Each line of the listing that includes the string "cloth" needs to be located and copied.
-*-
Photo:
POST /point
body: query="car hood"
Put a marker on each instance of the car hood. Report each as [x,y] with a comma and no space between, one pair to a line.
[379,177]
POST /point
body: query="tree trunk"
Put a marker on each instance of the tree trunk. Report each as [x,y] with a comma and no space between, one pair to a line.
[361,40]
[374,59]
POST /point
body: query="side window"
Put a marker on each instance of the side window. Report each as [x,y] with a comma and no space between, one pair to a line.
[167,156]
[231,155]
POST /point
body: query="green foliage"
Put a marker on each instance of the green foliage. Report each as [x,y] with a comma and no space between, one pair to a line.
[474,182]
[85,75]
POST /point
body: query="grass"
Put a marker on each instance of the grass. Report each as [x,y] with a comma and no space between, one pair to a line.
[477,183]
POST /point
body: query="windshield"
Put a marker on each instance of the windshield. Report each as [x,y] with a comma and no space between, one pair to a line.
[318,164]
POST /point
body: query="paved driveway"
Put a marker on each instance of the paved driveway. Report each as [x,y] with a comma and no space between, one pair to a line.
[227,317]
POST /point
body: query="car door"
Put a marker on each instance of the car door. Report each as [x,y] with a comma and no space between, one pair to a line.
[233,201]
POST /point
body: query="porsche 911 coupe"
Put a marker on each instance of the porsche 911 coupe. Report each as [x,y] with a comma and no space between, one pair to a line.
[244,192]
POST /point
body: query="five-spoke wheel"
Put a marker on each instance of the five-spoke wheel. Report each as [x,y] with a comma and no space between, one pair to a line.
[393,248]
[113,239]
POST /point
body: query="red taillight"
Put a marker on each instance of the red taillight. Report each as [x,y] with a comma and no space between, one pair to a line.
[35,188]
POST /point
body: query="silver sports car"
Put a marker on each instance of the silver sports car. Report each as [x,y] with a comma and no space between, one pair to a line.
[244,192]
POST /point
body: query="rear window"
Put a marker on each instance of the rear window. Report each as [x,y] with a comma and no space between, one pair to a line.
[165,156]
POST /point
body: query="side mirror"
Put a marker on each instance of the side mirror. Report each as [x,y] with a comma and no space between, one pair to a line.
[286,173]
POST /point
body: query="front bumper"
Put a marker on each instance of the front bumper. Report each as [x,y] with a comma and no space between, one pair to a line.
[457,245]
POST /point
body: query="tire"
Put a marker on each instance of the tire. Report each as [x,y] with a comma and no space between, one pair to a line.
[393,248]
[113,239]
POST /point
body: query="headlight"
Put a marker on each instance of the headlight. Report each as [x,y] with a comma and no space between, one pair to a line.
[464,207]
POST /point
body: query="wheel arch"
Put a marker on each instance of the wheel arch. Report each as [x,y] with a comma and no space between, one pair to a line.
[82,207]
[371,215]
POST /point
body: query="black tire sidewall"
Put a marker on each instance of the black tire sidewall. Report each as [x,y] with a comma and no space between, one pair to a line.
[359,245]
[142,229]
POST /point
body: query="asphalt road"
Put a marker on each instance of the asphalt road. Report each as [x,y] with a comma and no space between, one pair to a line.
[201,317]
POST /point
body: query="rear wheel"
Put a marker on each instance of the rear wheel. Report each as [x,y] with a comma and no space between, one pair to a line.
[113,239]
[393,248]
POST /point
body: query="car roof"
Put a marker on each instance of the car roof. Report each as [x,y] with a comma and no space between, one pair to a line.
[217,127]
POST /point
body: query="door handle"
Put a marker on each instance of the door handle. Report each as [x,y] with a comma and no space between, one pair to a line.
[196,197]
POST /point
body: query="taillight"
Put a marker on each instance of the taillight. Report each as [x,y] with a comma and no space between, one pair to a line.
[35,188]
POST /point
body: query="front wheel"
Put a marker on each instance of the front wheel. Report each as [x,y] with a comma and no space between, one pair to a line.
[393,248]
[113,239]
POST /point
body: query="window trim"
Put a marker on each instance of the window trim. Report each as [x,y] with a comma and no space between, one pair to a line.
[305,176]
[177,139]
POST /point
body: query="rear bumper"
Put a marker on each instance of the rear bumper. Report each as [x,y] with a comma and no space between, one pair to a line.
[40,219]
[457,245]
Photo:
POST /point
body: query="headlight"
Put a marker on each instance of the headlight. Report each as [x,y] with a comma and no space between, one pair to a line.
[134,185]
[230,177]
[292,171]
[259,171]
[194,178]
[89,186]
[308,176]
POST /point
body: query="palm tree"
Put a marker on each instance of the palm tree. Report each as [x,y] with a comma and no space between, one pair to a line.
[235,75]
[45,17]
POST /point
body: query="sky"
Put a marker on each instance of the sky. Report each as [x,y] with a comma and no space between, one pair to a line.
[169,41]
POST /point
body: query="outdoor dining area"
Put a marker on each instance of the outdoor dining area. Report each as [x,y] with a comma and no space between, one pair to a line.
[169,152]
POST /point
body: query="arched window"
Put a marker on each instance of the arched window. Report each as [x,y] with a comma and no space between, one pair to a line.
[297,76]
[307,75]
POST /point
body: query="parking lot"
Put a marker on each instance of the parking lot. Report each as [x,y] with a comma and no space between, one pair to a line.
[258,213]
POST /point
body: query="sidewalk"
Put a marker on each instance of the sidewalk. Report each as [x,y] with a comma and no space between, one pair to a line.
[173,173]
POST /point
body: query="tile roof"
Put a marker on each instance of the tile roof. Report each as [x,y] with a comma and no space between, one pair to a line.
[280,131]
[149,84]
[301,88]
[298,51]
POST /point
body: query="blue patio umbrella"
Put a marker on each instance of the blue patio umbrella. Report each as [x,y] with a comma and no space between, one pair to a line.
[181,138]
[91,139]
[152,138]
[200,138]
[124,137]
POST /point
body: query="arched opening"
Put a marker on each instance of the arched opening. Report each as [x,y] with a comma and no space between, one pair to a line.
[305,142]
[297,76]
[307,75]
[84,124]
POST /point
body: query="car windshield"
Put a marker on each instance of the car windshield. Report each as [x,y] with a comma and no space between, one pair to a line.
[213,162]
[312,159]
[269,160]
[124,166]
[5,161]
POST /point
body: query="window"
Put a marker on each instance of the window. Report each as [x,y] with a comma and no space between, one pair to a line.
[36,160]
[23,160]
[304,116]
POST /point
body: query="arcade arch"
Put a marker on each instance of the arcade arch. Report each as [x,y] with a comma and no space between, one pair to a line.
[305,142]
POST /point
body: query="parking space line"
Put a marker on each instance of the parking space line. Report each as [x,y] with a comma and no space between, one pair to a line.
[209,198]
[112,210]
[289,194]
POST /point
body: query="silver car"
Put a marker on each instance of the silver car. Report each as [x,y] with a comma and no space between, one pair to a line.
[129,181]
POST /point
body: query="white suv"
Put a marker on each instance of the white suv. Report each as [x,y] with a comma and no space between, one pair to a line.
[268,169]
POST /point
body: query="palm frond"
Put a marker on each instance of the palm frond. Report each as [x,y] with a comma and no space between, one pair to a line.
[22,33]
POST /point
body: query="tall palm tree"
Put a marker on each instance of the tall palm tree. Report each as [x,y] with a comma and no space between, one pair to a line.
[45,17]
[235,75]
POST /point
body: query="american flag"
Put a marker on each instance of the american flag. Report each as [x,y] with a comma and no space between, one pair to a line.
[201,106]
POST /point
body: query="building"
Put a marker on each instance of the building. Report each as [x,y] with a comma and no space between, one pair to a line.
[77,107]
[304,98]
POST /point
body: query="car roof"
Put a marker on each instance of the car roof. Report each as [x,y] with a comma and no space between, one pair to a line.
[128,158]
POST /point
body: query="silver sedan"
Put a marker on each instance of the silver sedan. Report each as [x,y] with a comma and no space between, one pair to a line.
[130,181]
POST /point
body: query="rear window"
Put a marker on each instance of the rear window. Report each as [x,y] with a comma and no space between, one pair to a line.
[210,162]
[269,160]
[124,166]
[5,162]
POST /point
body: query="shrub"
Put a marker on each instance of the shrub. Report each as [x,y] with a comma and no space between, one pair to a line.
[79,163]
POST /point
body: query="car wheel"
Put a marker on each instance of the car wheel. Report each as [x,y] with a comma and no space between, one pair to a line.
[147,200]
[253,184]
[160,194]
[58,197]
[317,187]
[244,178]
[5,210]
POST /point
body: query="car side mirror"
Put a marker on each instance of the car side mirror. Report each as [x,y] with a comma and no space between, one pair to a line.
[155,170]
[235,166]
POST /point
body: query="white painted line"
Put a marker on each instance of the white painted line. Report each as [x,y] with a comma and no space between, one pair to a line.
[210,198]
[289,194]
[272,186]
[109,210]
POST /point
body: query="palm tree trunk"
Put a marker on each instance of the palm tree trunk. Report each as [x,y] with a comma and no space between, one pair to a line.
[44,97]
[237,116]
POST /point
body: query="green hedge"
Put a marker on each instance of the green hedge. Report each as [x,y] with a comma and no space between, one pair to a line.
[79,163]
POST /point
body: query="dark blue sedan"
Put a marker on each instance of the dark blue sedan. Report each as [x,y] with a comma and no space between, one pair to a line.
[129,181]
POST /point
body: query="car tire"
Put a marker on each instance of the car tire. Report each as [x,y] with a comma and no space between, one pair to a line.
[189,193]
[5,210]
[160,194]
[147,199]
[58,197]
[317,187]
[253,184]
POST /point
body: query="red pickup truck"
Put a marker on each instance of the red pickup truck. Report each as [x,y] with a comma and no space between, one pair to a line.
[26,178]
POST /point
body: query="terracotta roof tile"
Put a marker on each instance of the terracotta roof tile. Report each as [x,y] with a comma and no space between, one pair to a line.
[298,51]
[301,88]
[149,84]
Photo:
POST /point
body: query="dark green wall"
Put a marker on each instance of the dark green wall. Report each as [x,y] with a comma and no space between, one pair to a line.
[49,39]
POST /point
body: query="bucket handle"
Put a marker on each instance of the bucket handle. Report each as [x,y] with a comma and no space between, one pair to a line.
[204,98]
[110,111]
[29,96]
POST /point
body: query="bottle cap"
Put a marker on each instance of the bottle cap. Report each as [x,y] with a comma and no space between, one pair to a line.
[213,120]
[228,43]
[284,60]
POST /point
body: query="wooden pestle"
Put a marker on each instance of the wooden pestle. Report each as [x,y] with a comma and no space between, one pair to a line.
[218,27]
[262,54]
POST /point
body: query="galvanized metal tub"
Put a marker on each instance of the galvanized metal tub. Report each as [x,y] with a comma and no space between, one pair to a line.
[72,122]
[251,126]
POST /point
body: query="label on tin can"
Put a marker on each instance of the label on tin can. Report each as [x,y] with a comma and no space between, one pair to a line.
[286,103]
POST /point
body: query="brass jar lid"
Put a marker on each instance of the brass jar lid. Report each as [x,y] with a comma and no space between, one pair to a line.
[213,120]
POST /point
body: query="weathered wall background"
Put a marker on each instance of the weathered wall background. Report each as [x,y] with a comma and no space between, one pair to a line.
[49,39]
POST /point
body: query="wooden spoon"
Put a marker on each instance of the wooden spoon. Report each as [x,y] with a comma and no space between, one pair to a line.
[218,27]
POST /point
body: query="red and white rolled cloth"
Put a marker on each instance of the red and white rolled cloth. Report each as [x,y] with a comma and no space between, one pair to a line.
-*-
- Result of the task -
body: query="red and white rolled cloth"
Put a marker on each instance of the red and white rolled cloth. Report each as [x,y] with a comma and no space between, one pair to a line.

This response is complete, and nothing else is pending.